§ **Work order**:
According to the passage on medical ethics publications, in which journal was the article "Chimeras and Human Dignity" published?

Dr. Fins was also the author of “Lessons from the injured brain: a bioethicist in the vineyards of neuroscience.” This article appeared in the January 2009 issue of the Cambridge Quarterly of Healthcare Ethics.
Inmaculada de Melo-Martín , Ph.D., M.S. Associate Professor in the Division of Medical Ethics, was the author of an article published in the Kennedy Institute of Ethics Journal (18[4] [2008]: 331-346) titled “Chimeras and Human Dignity.” The article focuses on research in which human embryonic stem cells or humanneural stem cells are transferred to nonhuman animals; it critically analyzes both critics' and supporters' claims about whether such chimera research threatens human dignity.

[Dataset entries]
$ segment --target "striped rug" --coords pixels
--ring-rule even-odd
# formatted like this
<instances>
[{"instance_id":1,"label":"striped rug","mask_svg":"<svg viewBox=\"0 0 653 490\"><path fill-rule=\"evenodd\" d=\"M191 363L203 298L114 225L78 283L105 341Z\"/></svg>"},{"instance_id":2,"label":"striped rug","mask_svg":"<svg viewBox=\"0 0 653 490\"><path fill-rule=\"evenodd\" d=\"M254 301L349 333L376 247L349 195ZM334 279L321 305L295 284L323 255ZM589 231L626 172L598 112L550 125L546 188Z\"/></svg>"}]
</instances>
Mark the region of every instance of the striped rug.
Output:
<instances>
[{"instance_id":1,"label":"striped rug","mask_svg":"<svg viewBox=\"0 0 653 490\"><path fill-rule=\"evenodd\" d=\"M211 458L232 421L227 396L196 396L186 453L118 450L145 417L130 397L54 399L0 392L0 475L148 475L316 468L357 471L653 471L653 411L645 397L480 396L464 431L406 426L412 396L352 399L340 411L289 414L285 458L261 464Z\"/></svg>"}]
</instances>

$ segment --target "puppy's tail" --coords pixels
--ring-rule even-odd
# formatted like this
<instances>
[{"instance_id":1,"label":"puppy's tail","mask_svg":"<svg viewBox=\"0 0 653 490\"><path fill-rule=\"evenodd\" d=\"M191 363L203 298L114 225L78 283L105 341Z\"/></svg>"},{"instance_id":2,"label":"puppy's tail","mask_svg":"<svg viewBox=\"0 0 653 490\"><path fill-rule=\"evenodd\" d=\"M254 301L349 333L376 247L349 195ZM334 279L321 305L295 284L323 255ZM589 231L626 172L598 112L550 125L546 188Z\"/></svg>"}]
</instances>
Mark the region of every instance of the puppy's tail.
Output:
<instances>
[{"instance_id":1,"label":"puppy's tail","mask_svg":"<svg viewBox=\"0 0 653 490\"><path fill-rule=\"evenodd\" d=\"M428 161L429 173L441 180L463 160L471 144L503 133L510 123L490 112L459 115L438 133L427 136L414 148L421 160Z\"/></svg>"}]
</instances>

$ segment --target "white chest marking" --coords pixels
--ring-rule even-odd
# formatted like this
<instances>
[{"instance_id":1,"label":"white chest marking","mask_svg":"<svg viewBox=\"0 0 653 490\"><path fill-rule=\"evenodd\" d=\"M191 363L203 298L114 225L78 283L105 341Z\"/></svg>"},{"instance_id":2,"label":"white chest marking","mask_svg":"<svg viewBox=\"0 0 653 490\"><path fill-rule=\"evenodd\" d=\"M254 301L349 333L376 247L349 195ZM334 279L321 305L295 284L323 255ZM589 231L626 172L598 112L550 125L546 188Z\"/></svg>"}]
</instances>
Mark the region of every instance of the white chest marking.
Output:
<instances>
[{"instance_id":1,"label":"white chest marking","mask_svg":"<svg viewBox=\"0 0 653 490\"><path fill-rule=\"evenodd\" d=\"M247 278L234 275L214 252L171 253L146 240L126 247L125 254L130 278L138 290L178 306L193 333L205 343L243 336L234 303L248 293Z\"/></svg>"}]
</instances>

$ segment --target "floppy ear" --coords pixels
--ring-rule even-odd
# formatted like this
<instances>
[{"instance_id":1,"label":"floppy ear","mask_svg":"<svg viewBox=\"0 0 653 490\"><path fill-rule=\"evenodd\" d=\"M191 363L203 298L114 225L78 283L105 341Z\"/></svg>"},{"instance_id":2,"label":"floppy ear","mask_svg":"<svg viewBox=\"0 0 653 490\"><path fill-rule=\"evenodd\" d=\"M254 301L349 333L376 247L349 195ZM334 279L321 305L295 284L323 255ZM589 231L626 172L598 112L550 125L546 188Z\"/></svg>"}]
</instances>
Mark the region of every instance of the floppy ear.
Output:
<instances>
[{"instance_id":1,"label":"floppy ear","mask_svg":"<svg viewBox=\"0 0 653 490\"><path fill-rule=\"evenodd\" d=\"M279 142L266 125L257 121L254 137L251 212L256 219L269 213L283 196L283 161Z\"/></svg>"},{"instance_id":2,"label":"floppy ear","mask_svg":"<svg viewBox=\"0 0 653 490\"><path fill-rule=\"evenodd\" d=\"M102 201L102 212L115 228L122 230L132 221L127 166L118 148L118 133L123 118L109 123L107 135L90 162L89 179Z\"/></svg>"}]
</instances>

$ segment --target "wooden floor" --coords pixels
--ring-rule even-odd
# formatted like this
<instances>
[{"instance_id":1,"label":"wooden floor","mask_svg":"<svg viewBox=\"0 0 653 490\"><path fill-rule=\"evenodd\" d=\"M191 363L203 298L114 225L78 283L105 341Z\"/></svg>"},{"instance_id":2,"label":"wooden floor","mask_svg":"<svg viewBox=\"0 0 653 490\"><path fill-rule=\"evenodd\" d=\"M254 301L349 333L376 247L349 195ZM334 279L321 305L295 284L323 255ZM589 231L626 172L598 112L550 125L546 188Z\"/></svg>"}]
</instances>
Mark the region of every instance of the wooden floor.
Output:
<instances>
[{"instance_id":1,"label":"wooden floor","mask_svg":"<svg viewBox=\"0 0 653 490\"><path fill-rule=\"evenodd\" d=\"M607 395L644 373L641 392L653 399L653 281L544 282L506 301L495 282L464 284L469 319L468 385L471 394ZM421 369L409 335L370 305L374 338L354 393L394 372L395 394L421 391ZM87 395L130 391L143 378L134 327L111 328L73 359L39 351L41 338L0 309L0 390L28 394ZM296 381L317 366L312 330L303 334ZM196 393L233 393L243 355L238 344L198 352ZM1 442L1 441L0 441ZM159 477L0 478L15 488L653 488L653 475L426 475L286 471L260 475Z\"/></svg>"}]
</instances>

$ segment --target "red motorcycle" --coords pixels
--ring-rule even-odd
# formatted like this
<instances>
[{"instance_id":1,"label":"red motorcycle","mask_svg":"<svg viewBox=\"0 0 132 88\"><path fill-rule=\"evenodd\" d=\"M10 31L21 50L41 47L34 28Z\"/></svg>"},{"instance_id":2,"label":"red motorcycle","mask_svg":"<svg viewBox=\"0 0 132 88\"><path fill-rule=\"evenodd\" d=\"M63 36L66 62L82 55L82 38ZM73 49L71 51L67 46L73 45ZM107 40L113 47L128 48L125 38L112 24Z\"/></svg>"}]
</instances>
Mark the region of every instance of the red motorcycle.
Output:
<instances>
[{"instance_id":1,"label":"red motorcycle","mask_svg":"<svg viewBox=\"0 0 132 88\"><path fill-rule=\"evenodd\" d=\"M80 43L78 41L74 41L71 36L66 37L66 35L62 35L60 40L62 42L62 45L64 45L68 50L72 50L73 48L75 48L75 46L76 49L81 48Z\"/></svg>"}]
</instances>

§ **Answer to the problem**:
The Kennedy Institute of Ethics Journal